:: EXTRACTED DATA ::

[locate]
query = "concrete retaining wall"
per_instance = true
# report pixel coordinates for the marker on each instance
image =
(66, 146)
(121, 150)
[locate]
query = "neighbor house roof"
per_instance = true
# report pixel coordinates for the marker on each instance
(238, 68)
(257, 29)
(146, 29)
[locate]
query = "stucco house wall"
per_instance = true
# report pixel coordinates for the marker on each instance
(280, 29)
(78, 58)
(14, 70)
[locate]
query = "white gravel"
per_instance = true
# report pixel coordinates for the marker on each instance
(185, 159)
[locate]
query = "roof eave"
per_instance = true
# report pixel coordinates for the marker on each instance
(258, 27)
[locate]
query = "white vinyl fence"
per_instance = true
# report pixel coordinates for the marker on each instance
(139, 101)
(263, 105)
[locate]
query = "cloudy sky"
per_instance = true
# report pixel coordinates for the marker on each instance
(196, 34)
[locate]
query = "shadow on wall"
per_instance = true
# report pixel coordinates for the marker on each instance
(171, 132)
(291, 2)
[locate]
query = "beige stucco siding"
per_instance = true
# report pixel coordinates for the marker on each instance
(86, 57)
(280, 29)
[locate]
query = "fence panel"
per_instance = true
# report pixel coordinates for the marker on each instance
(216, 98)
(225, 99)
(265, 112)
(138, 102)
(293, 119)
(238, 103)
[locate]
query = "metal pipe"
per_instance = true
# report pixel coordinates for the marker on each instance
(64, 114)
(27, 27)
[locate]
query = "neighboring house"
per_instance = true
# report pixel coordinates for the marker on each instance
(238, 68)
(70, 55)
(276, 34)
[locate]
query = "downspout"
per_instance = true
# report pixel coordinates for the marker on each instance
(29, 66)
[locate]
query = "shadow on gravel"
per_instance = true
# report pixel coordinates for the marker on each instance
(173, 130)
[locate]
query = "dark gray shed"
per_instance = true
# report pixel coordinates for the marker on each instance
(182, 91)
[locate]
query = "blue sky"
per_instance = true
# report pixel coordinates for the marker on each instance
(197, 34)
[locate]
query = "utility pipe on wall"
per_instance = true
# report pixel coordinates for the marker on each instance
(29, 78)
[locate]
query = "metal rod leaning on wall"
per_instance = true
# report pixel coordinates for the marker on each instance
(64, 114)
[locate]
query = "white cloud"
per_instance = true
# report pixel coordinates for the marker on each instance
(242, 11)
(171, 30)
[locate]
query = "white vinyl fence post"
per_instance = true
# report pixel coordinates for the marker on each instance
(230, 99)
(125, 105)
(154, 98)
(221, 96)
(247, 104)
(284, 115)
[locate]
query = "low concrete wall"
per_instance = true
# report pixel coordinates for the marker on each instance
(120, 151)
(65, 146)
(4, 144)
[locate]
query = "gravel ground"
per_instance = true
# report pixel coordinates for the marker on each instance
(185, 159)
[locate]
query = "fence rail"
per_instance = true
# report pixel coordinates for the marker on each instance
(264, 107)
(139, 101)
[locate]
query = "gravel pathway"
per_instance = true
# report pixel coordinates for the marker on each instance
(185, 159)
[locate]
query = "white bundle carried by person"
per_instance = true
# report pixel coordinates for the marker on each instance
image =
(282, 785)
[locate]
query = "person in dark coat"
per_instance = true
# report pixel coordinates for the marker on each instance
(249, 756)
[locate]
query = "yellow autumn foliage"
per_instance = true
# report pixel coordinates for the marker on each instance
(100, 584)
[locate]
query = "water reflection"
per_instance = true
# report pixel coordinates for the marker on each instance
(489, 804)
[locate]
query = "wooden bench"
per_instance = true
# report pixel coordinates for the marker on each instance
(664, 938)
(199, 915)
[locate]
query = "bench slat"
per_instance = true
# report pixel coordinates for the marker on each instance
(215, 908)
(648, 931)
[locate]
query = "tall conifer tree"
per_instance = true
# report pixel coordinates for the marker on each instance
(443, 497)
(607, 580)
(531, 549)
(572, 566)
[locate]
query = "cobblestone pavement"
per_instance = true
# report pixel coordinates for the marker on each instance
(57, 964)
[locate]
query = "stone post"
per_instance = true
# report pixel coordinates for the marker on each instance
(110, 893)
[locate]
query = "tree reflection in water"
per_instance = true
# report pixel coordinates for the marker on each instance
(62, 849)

:::

All lines of the entries containing the string "concrete" must be shown in full.

RESULT OF THIS TASK:
query = "concrete retaining wall"
query = "low concrete wall"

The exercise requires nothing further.